Your goal:
Put the lines below into a JSON list of strings, one string per line, with blank lines omitted. Leave the pictures out.
====== Extracted information ======
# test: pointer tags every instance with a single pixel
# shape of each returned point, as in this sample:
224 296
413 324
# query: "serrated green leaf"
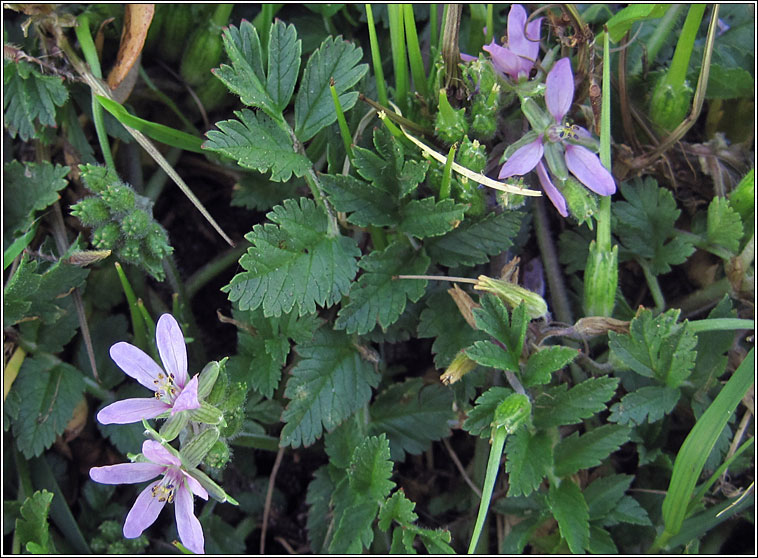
32 527
646 225
50 391
442 319
724 225
648 403
559 405
245 76
284 50
293 263
336 60
330 382
29 98
379 298
570 511
529 458
424 218
28 188
656 347
257 142
588 450
474 241
411 417
397 508
479 419
542 364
======
Output below:
[
  "# test: pointer tags every instance with a single pixel",
  "# shape of each returned point, as in this sample:",
  "224 296",
  "413 324",
  "# query: \"serrated green leaf\"",
  "32 527",
  "646 225",
  "50 391",
  "442 319",
  "724 225",
  "648 403",
  "559 405",
  "245 76",
  "284 50",
  "293 263",
  "336 60",
  "330 382",
  "29 98",
  "379 298",
  "570 511",
  "529 458",
  "424 218",
  "28 188",
  "656 347",
  "257 142",
  "588 450",
  "474 241",
  "411 417",
  "397 508",
  "479 419",
  "542 364"
]